EXERCISE — Transcribe exactly each line of the entries, from the opening line to the line with "positive clicks: (241, 45) (282, 242)", with both of those lines included.

PROVIDED RECORDS —
────
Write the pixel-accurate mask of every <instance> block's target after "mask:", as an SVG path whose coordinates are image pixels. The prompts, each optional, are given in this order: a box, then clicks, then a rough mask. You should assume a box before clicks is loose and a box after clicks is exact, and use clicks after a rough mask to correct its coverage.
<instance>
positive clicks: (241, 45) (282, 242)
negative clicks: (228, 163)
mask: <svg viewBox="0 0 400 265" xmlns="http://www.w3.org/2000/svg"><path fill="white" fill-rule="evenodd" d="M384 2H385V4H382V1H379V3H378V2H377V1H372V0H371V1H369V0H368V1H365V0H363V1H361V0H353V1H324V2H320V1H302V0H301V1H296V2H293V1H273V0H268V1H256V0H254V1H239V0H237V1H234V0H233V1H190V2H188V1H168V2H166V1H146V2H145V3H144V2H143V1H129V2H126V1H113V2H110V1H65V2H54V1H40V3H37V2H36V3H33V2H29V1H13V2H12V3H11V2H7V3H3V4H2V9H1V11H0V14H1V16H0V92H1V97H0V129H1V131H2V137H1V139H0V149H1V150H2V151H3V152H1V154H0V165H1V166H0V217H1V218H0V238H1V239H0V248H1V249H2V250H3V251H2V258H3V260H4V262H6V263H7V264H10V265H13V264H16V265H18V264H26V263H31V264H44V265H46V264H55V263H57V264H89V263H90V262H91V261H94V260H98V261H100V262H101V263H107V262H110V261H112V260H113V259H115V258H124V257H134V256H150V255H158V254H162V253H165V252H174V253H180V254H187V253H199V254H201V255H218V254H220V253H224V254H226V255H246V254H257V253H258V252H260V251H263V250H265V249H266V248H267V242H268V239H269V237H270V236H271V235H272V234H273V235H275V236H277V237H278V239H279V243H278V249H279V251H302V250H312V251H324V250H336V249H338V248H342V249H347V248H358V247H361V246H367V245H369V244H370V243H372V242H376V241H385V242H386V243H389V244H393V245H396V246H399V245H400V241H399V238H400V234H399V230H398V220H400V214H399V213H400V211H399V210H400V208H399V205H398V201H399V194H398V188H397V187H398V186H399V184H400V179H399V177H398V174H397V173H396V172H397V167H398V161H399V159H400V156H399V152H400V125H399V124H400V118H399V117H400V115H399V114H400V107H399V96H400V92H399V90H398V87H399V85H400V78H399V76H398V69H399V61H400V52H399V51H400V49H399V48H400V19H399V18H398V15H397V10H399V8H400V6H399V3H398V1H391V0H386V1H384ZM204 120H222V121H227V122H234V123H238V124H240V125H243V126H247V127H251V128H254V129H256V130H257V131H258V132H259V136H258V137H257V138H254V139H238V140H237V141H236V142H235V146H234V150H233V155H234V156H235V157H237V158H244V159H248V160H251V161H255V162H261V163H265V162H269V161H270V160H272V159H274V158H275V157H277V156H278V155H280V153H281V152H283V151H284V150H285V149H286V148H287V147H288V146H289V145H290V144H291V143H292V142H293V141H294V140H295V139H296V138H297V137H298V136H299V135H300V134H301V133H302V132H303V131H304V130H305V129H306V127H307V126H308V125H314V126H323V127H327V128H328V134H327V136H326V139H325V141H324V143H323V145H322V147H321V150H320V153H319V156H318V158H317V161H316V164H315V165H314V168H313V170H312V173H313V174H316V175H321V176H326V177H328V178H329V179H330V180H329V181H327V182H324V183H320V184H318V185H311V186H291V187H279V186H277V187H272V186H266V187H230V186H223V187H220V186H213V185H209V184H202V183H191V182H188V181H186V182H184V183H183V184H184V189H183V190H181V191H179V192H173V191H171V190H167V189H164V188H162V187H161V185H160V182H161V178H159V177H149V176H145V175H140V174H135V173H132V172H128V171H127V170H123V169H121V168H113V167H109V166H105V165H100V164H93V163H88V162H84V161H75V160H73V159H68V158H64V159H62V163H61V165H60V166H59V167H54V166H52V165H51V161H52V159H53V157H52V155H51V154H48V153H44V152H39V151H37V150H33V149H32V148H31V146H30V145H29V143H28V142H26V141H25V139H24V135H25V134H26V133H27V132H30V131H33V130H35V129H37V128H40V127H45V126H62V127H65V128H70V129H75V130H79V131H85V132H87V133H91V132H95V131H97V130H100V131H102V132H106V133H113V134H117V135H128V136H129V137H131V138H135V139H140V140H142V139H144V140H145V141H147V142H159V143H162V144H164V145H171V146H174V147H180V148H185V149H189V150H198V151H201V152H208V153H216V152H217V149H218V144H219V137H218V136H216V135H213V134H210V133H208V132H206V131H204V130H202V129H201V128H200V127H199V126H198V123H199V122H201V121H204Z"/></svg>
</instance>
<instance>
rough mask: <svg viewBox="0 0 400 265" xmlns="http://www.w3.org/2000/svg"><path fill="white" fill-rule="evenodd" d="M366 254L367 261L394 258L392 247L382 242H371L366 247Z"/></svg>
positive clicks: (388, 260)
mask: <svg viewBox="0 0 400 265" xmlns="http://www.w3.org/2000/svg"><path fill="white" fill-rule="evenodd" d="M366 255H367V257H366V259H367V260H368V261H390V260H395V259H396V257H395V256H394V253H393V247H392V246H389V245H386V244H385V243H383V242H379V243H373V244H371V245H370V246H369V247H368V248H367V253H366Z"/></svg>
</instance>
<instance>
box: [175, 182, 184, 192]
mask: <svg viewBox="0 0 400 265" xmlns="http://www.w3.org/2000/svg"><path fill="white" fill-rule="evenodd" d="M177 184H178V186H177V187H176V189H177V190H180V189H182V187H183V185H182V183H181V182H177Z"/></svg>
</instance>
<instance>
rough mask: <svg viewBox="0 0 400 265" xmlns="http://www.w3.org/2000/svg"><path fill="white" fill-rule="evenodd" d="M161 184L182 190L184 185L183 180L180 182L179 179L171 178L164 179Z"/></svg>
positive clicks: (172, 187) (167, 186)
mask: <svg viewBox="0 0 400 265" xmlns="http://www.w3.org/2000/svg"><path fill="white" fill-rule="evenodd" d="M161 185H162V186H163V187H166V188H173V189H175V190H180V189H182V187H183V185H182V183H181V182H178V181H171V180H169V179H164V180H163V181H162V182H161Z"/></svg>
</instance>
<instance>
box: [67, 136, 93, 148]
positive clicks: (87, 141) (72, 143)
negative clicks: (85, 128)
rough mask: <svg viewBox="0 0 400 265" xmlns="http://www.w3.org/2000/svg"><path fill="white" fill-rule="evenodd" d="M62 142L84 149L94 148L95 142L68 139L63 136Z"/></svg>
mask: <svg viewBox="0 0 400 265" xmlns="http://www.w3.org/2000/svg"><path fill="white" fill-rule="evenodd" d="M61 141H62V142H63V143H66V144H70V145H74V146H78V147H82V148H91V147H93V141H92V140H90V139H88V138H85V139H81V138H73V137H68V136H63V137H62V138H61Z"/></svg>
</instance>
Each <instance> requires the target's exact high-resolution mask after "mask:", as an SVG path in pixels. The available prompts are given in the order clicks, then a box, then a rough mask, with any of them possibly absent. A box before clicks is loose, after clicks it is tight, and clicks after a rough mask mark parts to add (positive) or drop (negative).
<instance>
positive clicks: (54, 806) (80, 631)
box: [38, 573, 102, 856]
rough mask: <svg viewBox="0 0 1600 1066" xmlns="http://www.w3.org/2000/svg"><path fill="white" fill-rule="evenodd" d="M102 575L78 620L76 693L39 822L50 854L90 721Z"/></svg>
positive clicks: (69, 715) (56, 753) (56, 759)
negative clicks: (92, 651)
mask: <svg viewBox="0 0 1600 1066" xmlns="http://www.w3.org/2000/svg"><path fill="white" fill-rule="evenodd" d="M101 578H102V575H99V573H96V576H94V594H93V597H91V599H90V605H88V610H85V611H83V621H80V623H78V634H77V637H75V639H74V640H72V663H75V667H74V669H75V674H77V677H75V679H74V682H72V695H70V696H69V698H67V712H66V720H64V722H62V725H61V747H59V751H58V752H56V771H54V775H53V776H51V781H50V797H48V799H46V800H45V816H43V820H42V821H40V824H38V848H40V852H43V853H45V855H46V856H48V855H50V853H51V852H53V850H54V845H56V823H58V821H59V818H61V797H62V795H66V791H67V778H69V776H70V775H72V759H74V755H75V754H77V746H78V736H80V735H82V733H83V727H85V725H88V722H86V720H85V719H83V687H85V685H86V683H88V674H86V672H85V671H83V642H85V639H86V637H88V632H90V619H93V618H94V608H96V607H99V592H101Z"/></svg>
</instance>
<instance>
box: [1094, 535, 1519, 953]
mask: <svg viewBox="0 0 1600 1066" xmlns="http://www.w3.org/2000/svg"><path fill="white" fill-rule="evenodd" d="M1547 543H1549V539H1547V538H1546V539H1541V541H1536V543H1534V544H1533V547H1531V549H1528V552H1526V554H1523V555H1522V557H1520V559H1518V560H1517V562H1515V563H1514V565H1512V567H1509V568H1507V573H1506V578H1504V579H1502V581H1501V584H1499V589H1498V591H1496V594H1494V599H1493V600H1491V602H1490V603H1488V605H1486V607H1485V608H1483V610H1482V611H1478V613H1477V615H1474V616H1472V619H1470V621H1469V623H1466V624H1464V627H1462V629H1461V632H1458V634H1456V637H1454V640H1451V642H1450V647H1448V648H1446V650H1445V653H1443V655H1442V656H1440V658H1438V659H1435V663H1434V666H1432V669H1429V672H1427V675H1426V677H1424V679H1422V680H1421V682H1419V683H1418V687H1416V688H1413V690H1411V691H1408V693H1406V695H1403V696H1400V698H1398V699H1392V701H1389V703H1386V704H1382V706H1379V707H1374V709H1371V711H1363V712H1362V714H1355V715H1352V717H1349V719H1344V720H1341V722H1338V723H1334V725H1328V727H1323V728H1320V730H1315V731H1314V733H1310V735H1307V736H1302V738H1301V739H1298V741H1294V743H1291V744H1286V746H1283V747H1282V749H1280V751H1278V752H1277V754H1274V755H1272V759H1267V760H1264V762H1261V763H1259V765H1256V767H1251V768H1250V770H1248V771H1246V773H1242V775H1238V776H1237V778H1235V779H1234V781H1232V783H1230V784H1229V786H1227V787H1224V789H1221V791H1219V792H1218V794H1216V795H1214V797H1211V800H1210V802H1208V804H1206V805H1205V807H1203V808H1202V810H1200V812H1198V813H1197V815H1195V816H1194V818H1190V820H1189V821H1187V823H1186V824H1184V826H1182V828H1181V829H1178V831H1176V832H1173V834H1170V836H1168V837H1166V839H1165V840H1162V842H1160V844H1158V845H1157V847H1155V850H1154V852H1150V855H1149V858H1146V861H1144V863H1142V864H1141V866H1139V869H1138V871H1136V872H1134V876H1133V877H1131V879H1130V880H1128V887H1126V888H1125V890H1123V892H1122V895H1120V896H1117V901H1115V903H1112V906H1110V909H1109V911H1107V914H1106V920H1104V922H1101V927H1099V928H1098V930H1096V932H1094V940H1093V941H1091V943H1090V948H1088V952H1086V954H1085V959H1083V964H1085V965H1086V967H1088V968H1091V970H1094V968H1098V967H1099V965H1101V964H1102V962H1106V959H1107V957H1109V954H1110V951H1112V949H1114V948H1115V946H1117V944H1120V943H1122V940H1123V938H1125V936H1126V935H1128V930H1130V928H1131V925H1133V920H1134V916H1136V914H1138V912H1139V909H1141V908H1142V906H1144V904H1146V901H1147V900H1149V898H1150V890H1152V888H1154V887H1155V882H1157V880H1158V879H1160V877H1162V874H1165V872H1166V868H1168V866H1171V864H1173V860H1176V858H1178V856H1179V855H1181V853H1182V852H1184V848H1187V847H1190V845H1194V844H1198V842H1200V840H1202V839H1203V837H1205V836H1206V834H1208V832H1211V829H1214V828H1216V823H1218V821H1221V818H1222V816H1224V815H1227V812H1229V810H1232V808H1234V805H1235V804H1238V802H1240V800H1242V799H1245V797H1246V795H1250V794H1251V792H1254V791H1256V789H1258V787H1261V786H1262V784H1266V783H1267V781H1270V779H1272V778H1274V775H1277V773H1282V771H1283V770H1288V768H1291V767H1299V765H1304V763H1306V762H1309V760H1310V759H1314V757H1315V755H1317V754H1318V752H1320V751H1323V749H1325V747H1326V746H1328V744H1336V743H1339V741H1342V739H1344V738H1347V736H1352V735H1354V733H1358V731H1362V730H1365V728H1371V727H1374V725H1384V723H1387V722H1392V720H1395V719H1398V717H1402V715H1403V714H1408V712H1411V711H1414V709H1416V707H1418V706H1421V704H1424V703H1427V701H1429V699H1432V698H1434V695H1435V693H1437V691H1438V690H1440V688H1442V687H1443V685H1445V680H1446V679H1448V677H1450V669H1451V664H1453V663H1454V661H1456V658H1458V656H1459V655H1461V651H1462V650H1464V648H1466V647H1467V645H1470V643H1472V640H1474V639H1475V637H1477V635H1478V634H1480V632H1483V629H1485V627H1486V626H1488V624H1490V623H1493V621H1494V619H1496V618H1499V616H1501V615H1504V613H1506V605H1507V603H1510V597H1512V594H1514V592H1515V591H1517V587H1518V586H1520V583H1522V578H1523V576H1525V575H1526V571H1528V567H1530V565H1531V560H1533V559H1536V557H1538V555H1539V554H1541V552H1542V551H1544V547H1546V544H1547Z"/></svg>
────
TASK SOLUTION —
Write the pixel-accurate mask of every <instance> block's target after "mask:", as an SVG path whose coordinates are image pixels. The prompts, each optional, are given in this order: a box, then clicks, then a rough mask. You should assume a box before clicks is loose and a box after clicks is exact, and use clicks after a rough mask to correct its coverage.
<instance>
positive clicks: (241, 45) (282, 242)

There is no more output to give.